Stated goal.
Output each entry exactly; skip nothing.

● ● ● ●

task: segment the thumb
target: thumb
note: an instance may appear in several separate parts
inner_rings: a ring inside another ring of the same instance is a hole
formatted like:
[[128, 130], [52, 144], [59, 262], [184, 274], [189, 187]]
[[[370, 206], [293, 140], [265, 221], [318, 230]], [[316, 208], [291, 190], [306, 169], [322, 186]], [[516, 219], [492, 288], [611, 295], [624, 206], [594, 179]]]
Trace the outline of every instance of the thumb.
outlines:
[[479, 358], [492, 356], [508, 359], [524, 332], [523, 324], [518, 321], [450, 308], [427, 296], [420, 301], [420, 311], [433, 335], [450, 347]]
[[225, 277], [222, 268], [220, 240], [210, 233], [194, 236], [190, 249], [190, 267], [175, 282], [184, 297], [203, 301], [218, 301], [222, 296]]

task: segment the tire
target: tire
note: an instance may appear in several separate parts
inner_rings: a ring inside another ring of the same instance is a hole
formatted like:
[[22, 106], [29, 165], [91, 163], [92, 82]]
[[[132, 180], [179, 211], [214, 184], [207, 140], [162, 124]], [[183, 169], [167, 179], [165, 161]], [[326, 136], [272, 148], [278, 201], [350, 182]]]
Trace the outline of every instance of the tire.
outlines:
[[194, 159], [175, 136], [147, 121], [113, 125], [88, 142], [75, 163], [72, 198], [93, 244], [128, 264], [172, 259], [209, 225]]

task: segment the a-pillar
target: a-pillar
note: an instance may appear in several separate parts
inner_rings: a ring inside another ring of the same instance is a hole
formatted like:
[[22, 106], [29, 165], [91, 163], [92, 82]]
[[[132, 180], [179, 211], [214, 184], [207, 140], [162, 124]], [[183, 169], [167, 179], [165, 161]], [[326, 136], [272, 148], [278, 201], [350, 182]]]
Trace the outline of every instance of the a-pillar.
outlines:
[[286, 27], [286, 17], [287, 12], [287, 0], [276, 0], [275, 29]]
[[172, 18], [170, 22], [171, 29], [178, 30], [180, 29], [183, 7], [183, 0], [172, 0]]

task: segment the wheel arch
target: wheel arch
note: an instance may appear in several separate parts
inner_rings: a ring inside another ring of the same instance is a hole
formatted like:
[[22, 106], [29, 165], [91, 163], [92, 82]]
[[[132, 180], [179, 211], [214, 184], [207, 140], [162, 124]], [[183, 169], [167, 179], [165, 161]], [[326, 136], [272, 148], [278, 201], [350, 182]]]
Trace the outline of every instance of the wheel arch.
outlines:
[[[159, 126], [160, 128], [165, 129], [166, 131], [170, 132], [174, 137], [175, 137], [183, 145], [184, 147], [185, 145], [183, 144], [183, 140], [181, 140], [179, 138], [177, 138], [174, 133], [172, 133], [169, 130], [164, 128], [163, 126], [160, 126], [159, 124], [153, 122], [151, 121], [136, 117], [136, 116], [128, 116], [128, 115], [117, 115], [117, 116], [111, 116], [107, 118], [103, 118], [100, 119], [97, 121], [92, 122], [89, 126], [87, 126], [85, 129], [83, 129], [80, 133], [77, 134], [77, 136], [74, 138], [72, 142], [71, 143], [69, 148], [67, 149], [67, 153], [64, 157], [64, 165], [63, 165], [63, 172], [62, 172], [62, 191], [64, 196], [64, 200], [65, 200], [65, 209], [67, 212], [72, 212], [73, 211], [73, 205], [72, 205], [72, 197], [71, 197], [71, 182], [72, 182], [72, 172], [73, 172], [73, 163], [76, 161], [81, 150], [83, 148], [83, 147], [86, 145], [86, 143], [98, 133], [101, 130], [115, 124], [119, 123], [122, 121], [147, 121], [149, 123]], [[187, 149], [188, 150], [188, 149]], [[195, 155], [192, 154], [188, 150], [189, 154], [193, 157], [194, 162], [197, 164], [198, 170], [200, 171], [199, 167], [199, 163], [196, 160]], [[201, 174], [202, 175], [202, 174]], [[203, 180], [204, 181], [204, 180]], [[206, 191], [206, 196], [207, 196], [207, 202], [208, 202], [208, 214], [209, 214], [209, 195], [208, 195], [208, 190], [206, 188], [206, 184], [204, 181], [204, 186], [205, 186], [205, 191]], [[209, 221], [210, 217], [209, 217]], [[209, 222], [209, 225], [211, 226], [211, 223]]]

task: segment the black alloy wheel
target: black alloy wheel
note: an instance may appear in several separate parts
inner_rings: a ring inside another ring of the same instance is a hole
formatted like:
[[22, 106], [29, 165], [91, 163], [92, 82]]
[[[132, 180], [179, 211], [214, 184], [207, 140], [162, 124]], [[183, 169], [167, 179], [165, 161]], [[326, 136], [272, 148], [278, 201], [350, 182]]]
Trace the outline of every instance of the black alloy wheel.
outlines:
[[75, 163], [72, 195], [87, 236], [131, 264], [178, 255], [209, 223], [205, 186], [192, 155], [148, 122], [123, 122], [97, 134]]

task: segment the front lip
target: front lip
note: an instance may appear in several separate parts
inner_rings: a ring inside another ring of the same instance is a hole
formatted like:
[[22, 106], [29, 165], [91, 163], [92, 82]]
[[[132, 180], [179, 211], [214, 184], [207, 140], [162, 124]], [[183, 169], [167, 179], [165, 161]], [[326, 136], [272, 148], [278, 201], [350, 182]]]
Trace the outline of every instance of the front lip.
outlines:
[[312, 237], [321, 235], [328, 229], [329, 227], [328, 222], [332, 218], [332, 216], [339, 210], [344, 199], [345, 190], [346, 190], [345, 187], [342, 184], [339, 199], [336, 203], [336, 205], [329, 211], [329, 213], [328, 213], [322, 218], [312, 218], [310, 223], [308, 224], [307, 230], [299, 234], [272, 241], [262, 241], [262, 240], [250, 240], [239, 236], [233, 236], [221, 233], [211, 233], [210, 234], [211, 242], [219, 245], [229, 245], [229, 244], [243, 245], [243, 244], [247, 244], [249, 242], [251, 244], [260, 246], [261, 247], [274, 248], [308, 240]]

● ● ● ●

Task output.
task: segment the thumb
target: thumb
note: an instance may appear in several separate parts
inner_rings: a ring inside another ring of the same instance is a hole
formatted like:
[[128, 130], [52, 144], [59, 262], [184, 274], [189, 187]]
[[[370, 206], [293, 140], [265, 221], [318, 230]], [[316, 208], [291, 190], [306, 169], [322, 186]], [[516, 219], [492, 288], [611, 295], [624, 206], [594, 179]]]
Trace the outline of every instance of the thumb.
outlines:
[[479, 358], [492, 356], [508, 359], [524, 332], [523, 324], [518, 321], [450, 308], [427, 296], [420, 301], [420, 311], [433, 335], [450, 347]]
[[225, 277], [222, 268], [220, 240], [210, 233], [194, 236], [190, 249], [190, 267], [175, 282], [184, 297], [203, 301], [218, 301], [222, 296]]

task: segment the tire
target: tire
note: an instance may appear in several separate parts
inner_rings: a ring inside another ring of the same instance is a hole
formatted like:
[[22, 106], [29, 165], [91, 163], [92, 82]]
[[[132, 180], [179, 211], [214, 184], [207, 140], [162, 124]], [[183, 169], [167, 179], [165, 161]], [[326, 136], [272, 148], [278, 201], [350, 182]]]
Trace the outline of every instance of the tire.
outlines:
[[194, 159], [175, 136], [147, 121], [113, 125], [88, 142], [75, 163], [72, 198], [93, 244], [128, 264], [172, 259], [209, 225]]

task: segment the a-pillar
target: a-pillar
note: an instance may appear in several separate parts
inner_rings: a ring inside another ring of the same instance is a hole
formatted like:
[[22, 106], [29, 165], [91, 163], [92, 82]]
[[[132, 180], [179, 211], [214, 184], [207, 140], [162, 124]], [[183, 169], [167, 179], [165, 161]], [[326, 136], [272, 148], [278, 201], [350, 182]]]
Trace the outline of every instance of the a-pillar.
outlines:
[[286, 27], [286, 17], [287, 12], [287, 0], [276, 0], [275, 29]]
[[172, 18], [170, 22], [171, 29], [178, 30], [180, 29], [183, 7], [183, 0], [172, 0]]

task: segment the wheel arch
target: wheel arch
note: an instance may appear in several separate parts
inner_rings: a ring inside another ring of the same instance is a hole
formatted like:
[[22, 106], [29, 165], [91, 163], [92, 82]]
[[[132, 180], [179, 211], [214, 184], [207, 140], [162, 124]], [[183, 169], [167, 179], [165, 161]], [[326, 136], [272, 148], [278, 201], [350, 182]]]
Trace the outline of every instance of the wheel arch.
outlines:
[[[159, 126], [160, 128], [165, 129], [166, 131], [170, 132], [174, 137], [175, 137], [183, 145], [184, 147], [185, 145], [183, 144], [183, 140], [181, 140], [179, 138], [177, 138], [174, 133], [172, 133], [169, 130], [164, 128], [163, 126], [160, 126], [159, 124], [153, 122], [151, 121], [136, 117], [136, 116], [128, 116], [128, 115], [117, 115], [117, 116], [111, 116], [107, 118], [103, 118], [100, 119], [97, 121], [92, 122], [89, 126], [87, 126], [85, 129], [83, 129], [80, 133], [77, 134], [77, 136], [74, 138], [72, 142], [71, 143], [69, 148], [67, 149], [67, 153], [64, 157], [64, 165], [63, 165], [63, 172], [62, 172], [62, 191], [64, 196], [64, 200], [65, 200], [65, 209], [67, 212], [72, 212], [73, 211], [73, 205], [72, 205], [72, 197], [71, 197], [71, 182], [72, 182], [72, 172], [73, 172], [73, 163], [76, 161], [81, 150], [83, 148], [83, 147], [86, 145], [86, 143], [98, 133], [101, 130], [115, 124], [119, 123], [122, 121], [147, 121], [149, 123]], [[187, 149], [188, 150], [188, 149]], [[195, 155], [192, 154], [188, 150], [189, 154], [193, 157], [194, 162], [197, 164], [198, 170], [200, 171], [199, 167], [199, 163], [196, 160]], [[201, 174], [202, 175], [202, 174]], [[203, 180], [204, 181], [204, 180]], [[206, 191], [206, 196], [207, 196], [207, 202], [208, 202], [208, 214], [209, 214], [209, 195], [208, 195], [208, 190], [206, 188], [206, 184], [204, 181], [204, 186], [205, 186], [205, 191]], [[209, 221], [210, 217], [209, 217]], [[209, 222], [209, 225], [211, 226], [211, 223]]]

task: segment the black alloy wheel
target: black alloy wheel
note: an instance may appear in several separate parts
inner_rings: a ring inside another ring of the same instance is a hole
formatted like:
[[22, 106], [29, 165], [91, 163], [92, 82]]
[[[132, 180], [179, 211], [214, 184], [207, 140], [162, 124]], [[183, 169], [167, 179], [165, 161]], [[326, 136], [272, 148], [278, 201], [350, 182]]]
Trace the outline of every instance of the black alloy wheel.
outlines:
[[75, 163], [72, 195], [87, 236], [131, 264], [178, 255], [209, 223], [205, 186], [192, 155], [148, 122], [123, 122], [97, 134]]

task: segment the front lip
target: front lip
note: an instance may appear in several separate parts
inner_rings: a ring inside another ring of the same instance is a hole
formatted like:
[[22, 106], [29, 165], [91, 163], [92, 82]]
[[[132, 180], [179, 211], [214, 184], [207, 140], [162, 124]], [[183, 169], [167, 179], [165, 161]], [[326, 136], [272, 148], [278, 201], [350, 182]]]
Trace the outline of every instance of the front lip.
outlines:
[[312, 237], [321, 235], [328, 229], [329, 227], [328, 222], [332, 218], [332, 216], [339, 210], [344, 199], [345, 190], [346, 190], [345, 187], [342, 184], [339, 199], [336, 203], [336, 205], [329, 211], [329, 213], [328, 213], [322, 218], [312, 218], [310, 223], [308, 224], [307, 230], [299, 234], [272, 241], [262, 241], [262, 240], [250, 240], [239, 236], [233, 236], [221, 233], [211, 233], [210, 234], [211, 242], [219, 245], [229, 245], [229, 244], [243, 245], [243, 244], [247, 244], [249, 242], [251, 244], [260, 246], [261, 247], [274, 248], [308, 240]]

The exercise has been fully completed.